* TEXT SEGMENT:
+-------+

CI CD for Dataflow Java with Flex Templates and Cloud Build

Mazlum Tosun
Google Cloud - Community
10 min readMar 13, 2023

1. Explanation of the use case presented in this article

The goal of this article is showing a complete use case with a CI CD pipeline to :

  • Build Apache Beam Java job
  • Launch unit tests
  • Deploy Apache Beam / Dataflow job
  • Give the possibility to launch the job

All these steps will be orchestrated with Cloud Build.

The deployment of the Beam and Dataflow job is based on Dataflow Flex Template, that is a way to standardize the deployment of Dataflow pipelines based on a Docker image.

There are two approaches to deploy a Flex Template :

  • Use a Dockerfile with all the dependencies installed in the container, then create the spec file to a Cloud Storage bucket. In this case the flex-template build command will only create the spec file in GCS.

+-------+

* ROWS:

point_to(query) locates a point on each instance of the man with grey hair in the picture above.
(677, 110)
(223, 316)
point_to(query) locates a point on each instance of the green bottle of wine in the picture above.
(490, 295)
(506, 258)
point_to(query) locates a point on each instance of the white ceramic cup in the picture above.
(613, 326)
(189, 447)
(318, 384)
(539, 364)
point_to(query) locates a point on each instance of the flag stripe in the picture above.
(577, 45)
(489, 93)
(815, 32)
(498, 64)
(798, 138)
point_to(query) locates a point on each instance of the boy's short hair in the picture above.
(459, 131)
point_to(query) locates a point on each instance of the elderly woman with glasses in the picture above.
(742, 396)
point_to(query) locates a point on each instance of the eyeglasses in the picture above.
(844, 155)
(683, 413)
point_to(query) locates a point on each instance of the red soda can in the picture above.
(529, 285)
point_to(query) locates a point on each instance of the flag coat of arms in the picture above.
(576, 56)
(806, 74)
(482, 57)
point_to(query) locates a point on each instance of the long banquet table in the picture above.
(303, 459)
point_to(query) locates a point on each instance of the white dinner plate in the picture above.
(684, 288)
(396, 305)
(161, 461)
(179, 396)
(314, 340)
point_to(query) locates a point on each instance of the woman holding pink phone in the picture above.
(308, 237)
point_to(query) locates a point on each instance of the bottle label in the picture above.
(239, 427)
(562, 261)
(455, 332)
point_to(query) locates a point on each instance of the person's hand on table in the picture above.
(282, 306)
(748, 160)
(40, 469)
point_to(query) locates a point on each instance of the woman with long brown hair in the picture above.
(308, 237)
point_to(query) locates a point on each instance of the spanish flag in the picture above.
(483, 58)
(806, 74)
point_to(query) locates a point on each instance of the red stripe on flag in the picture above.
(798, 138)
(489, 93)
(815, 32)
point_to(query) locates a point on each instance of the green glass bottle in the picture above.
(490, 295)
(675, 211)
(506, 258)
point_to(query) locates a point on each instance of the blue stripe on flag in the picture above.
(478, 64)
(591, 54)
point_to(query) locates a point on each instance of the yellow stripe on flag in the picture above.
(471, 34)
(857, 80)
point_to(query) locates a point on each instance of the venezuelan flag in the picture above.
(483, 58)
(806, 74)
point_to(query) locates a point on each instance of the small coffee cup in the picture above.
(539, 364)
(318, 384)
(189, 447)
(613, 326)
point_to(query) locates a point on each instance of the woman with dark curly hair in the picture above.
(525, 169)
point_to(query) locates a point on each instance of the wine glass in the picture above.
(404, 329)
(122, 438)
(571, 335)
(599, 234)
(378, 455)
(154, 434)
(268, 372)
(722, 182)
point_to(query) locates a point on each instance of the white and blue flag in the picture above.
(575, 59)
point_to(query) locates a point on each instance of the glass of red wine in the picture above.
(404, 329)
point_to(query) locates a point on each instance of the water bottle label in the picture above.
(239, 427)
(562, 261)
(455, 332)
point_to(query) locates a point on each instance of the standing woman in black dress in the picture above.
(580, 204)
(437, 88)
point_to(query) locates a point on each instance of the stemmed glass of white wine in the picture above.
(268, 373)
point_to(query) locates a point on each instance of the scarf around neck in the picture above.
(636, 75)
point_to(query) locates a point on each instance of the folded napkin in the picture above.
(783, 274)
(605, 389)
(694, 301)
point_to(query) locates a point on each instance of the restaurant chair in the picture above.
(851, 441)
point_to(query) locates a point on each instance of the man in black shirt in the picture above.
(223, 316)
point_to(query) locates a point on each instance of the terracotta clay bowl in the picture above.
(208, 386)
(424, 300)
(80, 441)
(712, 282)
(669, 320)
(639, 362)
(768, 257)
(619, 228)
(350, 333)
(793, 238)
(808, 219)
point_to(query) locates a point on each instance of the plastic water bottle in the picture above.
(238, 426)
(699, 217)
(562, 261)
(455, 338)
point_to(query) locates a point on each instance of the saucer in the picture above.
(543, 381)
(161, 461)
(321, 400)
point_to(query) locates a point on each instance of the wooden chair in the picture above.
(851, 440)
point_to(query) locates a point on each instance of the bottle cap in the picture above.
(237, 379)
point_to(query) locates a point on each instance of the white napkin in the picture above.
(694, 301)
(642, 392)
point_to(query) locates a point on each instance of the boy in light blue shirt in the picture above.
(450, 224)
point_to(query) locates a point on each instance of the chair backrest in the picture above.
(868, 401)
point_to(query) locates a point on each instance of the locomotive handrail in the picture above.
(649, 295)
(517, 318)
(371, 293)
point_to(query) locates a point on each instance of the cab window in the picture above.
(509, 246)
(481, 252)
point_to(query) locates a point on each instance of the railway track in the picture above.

+-------+

* PROBLEM DETAILS: Reproduce the stretch of the Dataflow article from "All these steps" through "file in GCS." word for word. Rely on the article about CI CD for Dataflow Java alone.

* FULL RESPONSE:
All these steps will be orchestrated with Cloud Build.

The deployment of the Beam and Dataflow job is based on Dataflow Flex Template, that is a way to standardize the deployment of Dataflow pipelines based on a Docker image.

There are two approaches to deploy a Flex Template :

  • Use a Dockerfile with all the dependencies installed in the container, then create the spec file to a Cloud Storage bucket. In this case the flex-template build command will only create the spec file in GCS.